§ **Exercise text**:
———

Cloudflare launched Agent Lee, an in-dashboard AI assistant that talks to your actual account (Workers, DNS, R2, Access, etc.) via natural language, already serving 18k daily users and 250k tool calls/day in beta. The interesting part isn’t the chat UI - it’s the architecture: Agent Lee uses “Codemode” to convert MCP tools into a TypeScript API the model writes code against, runs that code in a sandbox fronted by a Durable Object proxy that classifies read vs. write and gates writes behind explicit user approval (elicitation). Every primitive (Agents SDK, Workers AI, Durable Objects, MCP) is the same one customers get.

Key Insight

  • LLMs write TypeScript better than they call tools. Instead of handing raw MCP tool definitions to the model, Cloudflare converts them into a TypeScript SDK and asks the model to write code. Rationale: training data contains massive amounts of real TS, but few tool-call examples - accuracy goes up.
  • Multi-step tasks collapse into one script. Code generation lets the model chain calls in a single generated script and return only the final result - eliminates LLM round-trips that would otherwise bottleneck latency and cost.

———

§ **Data**:
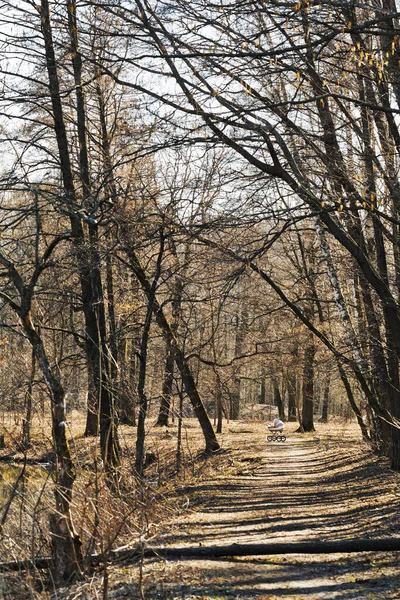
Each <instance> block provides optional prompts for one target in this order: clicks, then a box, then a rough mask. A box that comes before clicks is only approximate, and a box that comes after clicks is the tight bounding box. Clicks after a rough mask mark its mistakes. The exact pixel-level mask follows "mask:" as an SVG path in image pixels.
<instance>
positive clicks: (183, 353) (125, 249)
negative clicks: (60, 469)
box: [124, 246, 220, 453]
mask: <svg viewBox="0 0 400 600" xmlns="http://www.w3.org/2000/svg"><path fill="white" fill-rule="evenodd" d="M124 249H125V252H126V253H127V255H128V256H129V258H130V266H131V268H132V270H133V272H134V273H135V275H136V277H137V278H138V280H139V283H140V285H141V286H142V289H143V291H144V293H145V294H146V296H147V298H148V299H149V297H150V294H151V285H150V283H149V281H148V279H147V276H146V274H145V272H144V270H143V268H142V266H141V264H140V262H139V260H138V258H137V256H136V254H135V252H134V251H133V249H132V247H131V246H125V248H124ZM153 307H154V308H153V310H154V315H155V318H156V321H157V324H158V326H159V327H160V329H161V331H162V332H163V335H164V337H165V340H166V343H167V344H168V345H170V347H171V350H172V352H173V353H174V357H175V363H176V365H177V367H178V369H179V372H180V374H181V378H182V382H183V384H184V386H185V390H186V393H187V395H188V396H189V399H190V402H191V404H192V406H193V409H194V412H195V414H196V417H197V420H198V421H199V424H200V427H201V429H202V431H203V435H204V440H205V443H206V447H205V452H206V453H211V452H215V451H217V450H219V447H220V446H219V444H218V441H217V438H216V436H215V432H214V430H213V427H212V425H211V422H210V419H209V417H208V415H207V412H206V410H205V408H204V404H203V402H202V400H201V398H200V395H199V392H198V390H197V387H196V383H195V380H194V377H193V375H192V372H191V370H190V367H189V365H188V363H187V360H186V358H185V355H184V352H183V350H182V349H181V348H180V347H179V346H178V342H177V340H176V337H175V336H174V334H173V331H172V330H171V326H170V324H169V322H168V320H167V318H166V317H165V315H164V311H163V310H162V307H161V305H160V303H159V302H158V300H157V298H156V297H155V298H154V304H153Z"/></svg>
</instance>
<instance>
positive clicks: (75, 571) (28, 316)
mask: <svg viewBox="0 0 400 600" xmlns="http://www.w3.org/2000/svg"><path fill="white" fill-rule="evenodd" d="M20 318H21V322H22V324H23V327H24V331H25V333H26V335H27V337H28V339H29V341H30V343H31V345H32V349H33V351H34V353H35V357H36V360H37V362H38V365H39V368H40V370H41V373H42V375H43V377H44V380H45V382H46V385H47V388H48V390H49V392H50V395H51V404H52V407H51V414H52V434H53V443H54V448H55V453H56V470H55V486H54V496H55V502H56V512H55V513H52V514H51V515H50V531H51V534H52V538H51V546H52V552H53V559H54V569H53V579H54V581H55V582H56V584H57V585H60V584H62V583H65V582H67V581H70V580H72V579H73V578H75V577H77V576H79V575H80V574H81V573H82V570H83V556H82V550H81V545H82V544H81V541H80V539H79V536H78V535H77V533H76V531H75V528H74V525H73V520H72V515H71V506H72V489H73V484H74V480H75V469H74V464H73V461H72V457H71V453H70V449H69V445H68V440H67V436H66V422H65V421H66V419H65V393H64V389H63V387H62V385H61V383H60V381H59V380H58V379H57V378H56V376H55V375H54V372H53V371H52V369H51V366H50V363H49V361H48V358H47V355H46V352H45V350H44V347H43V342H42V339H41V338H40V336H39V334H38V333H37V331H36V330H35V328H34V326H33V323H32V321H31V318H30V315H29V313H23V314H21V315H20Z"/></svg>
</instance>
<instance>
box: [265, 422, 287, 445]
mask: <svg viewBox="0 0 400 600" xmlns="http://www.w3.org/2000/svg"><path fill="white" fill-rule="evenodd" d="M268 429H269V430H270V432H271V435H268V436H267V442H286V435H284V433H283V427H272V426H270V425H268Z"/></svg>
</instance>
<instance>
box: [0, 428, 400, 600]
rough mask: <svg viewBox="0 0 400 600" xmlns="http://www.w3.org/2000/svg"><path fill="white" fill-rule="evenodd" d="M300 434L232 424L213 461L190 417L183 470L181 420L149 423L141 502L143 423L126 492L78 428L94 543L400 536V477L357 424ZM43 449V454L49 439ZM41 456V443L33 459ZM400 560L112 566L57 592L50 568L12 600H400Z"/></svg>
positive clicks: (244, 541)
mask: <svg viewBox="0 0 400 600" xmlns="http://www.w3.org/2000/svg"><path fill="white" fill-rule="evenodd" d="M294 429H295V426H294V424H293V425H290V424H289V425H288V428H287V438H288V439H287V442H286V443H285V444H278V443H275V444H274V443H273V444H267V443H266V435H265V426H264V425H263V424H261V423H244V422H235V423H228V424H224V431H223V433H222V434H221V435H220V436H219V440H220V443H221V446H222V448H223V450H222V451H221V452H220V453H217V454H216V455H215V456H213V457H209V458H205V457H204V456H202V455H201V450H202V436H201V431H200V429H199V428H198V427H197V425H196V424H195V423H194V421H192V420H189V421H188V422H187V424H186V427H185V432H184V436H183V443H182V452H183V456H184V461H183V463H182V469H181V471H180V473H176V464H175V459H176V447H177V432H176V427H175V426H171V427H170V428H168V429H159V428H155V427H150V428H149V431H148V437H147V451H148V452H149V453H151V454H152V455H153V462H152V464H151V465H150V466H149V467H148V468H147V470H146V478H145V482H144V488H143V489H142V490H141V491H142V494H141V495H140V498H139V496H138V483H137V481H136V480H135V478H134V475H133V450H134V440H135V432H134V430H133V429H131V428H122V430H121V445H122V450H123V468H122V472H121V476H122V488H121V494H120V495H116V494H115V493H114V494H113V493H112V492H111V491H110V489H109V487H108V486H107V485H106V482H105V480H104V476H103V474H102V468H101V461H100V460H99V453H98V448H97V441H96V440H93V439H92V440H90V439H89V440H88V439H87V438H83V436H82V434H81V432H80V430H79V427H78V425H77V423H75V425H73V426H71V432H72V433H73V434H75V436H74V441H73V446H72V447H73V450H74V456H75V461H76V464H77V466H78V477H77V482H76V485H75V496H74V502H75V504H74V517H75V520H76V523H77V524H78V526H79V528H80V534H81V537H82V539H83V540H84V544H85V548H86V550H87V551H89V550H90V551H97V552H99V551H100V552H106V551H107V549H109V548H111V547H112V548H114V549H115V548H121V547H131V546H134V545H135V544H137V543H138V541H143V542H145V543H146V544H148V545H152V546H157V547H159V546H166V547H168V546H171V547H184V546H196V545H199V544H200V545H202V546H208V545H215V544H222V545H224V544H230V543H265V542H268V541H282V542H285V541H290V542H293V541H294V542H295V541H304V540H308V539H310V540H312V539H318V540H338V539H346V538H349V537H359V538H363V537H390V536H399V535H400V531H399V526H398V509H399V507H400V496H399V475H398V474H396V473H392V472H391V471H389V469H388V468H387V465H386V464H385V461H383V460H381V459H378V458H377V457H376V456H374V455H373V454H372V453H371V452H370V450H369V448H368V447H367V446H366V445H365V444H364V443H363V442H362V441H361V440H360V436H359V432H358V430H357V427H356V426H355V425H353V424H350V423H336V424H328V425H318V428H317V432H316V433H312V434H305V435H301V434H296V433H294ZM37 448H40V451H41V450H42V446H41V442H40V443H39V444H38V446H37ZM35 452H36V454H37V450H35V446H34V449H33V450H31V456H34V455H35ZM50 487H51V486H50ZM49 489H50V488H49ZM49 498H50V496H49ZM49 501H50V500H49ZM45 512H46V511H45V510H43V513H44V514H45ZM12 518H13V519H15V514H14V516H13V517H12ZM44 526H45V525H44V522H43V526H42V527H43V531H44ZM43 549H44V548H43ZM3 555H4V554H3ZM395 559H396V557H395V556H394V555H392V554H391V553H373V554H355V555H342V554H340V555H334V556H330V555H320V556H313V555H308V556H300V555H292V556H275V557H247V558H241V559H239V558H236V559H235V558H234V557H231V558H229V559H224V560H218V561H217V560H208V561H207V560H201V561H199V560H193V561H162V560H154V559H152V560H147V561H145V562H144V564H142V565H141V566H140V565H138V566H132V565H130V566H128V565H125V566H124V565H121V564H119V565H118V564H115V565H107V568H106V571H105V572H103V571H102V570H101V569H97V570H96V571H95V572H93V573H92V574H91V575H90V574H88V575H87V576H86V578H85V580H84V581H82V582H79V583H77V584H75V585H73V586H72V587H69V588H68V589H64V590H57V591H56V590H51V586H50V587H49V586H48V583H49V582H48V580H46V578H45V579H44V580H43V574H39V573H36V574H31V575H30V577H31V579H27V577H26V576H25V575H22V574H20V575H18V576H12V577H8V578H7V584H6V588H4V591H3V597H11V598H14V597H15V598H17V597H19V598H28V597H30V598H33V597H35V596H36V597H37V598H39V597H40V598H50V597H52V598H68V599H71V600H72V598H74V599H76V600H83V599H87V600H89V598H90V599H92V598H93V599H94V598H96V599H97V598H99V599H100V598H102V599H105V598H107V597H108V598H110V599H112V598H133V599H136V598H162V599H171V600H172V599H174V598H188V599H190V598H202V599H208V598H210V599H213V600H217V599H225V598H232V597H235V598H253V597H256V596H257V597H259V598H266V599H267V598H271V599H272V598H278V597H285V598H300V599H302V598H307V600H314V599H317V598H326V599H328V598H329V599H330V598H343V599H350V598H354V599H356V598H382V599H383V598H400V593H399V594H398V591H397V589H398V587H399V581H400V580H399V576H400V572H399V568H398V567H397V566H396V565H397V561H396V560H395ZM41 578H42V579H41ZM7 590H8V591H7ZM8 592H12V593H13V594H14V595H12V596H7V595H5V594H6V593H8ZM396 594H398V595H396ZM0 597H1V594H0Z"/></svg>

———

§ **Tasks to perform**:
1 > Condense the paragraph of the Agent Lee text that starts "Cloudflare launched Agent Lee" into a bulleted list that keeps its main facts.
2 > Update the part of the Agent Lee text that begins at the words "Key Insight" and stops after "accuracy goes up.", swapping "massive" for "vast".
The records have no connection to the text.

§ **Answers to the exercise**:
1 >
- Cloudflare launched Agent Lee, an AI assistant in the dashboard that works with a user's actual account (Workers, DNS, R2, Access, etc.) through natural language.
- In beta it already serves 18k daily users and 250k tool calls per day.
- The architecture matters more than the chat UI. "Codemode" converts MCP tools into a TypeScript API that the model writes code against.
- That code runs in a sandbox fronted by a Durable Object proxy. The proxy classifies read vs. write and gates writes behind explicit user approval (elicitation).
- Every primitive (Agents SDK, Workers AI, Durable Objects, MCP) is the same one customers get.

2 >
Key Insight

  • LLMs write TypeScript better than they call tools. Instead of handing raw MCP tool definitions to the model, Cloudflare converts them into a TypeScript SDK and asks the model to write code. Rationale: training data contains vast amounts of real TS, but few tool-call examples - accuracy goes up.